Give the material from the line with "Target: cabinet door" to the line with "(1296, 263)" as a numbered list, without any blank lines.

========================================================================

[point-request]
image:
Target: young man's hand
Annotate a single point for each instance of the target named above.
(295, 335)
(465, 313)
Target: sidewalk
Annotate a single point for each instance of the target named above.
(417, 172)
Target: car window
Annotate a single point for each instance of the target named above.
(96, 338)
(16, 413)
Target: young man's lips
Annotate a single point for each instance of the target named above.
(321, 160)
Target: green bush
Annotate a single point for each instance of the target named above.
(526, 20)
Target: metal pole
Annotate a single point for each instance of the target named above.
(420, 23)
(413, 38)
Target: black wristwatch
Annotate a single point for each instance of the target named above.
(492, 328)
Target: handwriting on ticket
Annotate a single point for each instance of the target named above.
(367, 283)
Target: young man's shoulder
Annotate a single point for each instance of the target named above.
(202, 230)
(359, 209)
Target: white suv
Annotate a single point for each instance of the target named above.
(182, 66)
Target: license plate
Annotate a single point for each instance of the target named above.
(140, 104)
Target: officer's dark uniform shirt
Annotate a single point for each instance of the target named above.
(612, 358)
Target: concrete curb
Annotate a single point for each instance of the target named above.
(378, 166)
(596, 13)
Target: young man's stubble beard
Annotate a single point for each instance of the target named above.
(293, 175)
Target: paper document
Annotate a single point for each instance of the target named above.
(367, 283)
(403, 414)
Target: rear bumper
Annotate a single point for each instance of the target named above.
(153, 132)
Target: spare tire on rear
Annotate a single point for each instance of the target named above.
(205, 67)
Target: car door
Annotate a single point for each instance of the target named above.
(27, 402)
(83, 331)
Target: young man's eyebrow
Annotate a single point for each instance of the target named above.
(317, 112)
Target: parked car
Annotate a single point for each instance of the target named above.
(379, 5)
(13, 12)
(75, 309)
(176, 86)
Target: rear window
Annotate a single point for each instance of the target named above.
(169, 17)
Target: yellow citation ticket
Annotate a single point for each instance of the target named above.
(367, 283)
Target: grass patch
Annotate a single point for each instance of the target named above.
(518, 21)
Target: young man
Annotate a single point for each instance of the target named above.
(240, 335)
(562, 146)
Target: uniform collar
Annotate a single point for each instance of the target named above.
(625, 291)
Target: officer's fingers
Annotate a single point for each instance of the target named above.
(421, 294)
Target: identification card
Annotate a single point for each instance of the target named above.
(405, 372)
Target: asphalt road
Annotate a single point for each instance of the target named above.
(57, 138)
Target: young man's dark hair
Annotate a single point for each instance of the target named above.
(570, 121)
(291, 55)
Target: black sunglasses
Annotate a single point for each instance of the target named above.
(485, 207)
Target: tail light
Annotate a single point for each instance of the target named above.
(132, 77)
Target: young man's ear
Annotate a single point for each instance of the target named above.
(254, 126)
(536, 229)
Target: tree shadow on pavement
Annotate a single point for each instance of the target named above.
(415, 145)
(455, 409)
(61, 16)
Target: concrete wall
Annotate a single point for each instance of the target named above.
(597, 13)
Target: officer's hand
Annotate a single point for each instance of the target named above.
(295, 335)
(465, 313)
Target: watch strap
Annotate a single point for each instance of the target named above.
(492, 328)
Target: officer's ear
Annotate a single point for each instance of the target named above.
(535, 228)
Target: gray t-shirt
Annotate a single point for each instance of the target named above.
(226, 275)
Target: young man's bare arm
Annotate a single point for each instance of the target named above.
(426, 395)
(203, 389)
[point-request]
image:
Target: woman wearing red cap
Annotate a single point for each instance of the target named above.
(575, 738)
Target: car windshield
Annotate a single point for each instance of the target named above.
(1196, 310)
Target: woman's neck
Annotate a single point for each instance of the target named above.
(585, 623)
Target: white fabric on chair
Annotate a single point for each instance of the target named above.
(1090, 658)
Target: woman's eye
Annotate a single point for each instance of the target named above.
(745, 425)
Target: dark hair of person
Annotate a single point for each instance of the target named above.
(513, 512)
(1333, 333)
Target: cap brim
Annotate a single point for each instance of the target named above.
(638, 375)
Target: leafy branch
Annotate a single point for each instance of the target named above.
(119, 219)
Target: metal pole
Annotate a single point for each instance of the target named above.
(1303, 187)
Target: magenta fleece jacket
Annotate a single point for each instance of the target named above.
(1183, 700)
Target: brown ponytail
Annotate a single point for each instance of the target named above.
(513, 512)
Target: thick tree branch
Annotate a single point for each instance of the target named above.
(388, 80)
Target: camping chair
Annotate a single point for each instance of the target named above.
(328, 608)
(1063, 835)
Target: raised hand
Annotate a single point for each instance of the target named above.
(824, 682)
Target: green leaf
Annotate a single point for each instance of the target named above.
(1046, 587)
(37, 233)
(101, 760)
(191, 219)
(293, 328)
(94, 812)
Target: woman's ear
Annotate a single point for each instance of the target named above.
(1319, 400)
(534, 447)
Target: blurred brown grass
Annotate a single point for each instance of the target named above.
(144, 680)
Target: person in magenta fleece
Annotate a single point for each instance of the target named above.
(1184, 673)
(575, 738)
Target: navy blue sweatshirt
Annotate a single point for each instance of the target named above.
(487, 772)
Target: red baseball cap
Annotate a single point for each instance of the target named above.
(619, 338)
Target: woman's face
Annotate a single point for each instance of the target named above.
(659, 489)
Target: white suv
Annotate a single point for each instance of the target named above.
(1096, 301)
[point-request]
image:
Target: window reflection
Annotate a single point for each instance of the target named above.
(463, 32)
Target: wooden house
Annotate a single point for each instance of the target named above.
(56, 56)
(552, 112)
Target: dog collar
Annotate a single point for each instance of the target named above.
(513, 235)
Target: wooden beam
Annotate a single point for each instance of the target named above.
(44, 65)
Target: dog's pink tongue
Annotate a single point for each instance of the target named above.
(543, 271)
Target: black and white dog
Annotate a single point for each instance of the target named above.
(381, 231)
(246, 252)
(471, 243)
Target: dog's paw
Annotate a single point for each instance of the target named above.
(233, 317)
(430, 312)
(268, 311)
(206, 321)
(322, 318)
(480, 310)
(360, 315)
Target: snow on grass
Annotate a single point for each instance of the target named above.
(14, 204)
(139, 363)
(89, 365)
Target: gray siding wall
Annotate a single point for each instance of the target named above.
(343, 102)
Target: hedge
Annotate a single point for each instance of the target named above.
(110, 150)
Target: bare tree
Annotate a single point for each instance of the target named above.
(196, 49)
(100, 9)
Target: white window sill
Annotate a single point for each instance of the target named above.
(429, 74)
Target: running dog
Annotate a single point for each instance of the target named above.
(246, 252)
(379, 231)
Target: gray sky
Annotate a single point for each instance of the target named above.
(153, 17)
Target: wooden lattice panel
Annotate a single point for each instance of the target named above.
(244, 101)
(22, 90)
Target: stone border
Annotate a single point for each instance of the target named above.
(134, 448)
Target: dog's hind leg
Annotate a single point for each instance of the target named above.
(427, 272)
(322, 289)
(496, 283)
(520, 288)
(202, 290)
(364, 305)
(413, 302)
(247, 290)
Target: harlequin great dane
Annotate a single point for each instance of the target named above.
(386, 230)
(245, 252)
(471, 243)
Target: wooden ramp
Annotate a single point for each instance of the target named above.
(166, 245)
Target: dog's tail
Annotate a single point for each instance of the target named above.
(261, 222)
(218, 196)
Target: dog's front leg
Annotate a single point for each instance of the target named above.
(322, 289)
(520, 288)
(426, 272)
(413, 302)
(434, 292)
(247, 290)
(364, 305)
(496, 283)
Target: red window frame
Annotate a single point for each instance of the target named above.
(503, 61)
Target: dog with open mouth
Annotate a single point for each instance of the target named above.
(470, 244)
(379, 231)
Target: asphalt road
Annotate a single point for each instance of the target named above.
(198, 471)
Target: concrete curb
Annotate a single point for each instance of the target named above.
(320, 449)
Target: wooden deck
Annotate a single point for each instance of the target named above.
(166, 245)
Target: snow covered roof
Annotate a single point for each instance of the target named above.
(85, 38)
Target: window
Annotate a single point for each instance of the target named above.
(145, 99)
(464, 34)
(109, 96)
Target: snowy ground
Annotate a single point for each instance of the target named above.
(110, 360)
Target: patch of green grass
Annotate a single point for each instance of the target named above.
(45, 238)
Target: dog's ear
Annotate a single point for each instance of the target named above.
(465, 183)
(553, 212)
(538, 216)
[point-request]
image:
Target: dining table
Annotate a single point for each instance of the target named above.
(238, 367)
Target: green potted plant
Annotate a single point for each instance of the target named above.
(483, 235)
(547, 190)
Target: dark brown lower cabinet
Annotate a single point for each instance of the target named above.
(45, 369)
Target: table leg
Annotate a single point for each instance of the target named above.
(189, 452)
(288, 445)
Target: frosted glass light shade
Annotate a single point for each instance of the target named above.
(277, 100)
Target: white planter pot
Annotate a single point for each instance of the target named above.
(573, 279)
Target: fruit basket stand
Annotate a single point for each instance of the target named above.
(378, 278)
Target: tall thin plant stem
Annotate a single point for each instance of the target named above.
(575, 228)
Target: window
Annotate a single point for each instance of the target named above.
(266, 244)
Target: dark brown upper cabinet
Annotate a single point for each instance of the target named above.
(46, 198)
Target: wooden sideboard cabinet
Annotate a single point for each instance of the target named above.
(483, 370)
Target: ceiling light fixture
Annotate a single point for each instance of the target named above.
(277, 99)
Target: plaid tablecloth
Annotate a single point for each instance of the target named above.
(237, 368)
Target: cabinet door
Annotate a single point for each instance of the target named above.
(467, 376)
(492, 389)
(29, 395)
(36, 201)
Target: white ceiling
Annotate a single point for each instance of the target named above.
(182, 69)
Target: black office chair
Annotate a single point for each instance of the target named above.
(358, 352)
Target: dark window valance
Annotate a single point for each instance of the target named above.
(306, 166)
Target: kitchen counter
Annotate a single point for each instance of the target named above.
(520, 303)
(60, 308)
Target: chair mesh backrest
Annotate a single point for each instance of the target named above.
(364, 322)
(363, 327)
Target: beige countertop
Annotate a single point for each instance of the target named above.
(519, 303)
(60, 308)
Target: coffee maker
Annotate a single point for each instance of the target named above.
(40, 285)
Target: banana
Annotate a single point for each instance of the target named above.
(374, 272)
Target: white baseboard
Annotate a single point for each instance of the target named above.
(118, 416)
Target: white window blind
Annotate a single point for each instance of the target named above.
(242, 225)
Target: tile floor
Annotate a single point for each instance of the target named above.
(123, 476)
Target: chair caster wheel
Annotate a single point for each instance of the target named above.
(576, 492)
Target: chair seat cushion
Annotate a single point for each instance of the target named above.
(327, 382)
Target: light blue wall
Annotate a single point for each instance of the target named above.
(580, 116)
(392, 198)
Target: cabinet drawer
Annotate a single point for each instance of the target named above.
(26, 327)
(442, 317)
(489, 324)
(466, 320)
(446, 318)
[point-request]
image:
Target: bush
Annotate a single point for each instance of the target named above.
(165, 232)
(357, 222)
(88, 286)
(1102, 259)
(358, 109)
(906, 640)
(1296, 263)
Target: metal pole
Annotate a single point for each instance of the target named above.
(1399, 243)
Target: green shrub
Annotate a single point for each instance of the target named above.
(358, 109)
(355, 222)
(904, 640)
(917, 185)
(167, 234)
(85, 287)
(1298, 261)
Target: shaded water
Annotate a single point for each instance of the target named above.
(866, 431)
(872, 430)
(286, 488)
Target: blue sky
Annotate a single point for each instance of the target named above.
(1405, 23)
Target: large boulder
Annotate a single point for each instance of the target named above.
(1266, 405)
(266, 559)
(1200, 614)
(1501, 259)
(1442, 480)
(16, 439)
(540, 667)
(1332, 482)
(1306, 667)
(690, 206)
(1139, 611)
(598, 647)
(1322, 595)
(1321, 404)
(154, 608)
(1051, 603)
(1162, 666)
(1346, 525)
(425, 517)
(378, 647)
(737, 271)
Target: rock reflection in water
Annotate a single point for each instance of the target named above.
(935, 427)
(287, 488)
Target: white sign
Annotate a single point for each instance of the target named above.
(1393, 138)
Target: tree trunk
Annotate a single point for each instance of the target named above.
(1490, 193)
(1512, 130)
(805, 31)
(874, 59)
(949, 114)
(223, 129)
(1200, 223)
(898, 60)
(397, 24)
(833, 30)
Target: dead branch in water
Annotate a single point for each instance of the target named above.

========================================================================

▶ **Solution to this task**
1. Target: cabinet door
2. Annotate a single point for each instance of the target named above.
3. (467, 376)
4. (492, 389)
5. (29, 395)
6. (36, 201)
7. Target: white ceiling
8. Annotate a single point for each instance of the target named above.
9. (182, 69)
10. Target: black office chair
11. Annotate a single point for each instance of the target named above.
12. (358, 352)
13. Target: dark window valance
14. Annotate a single point for each instance of the target named above.
15. (306, 166)
16. Target: kitchen counter
17. Annotate a single point for each instance of the target named above.
18. (520, 303)
19. (60, 308)
20. Target: chair mesh backrest
21. Annotate a single point for each instance of the target named above.
22. (364, 322)
23. (363, 327)
24. Target: beige countertop
25. Annotate a single point for each instance of the target named above.
26. (519, 303)
27. (60, 308)
28. Target: coffee maker
29. Annotate a single point for each instance of the target named above.
30. (40, 285)
31. Target: banana
32. Annotate a single point for each instance of the target named above.
33. (374, 272)
34. Target: white baseboard
35. Annotate a single point for each instance of the target named above.
36. (118, 416)
37. Target: white window blind
38. Annotate a single point for each instance of the target named above.
39. (242, 225)
40. Target: tile floor
41. Annotate a single point for each instance of the target named above.
42. (123, 476)
43. Target: chair caster wheel
44. Annotate a single point for each instance of the target named above.
45. (576, 492)
46. Target: chair seat cushion
47. Annotate a single point for each instance of the target named above.
48. (327, 382)
49. Target: light blue wall
50. Annotate a single point for each instance of the target named above.
51. (580, 116)
52. (392, 198)
53. Target: cabinet drawer
54. Annotate a single point for each instance of the target named above.
55. (26, 327)
56. (442, 317)
57. (489, 324)
58. (466, 320)
59. (446, 318)
60. [point-request]
61. image:
62. Target: bush
63. Annotate a single point for each instance of the target named above.
64. (165, 232)
65. (357, 222)
66. (88, 286)
67. (1102, 259)
68. (358, 109)
69. (906, 640)
70. (1296, 263)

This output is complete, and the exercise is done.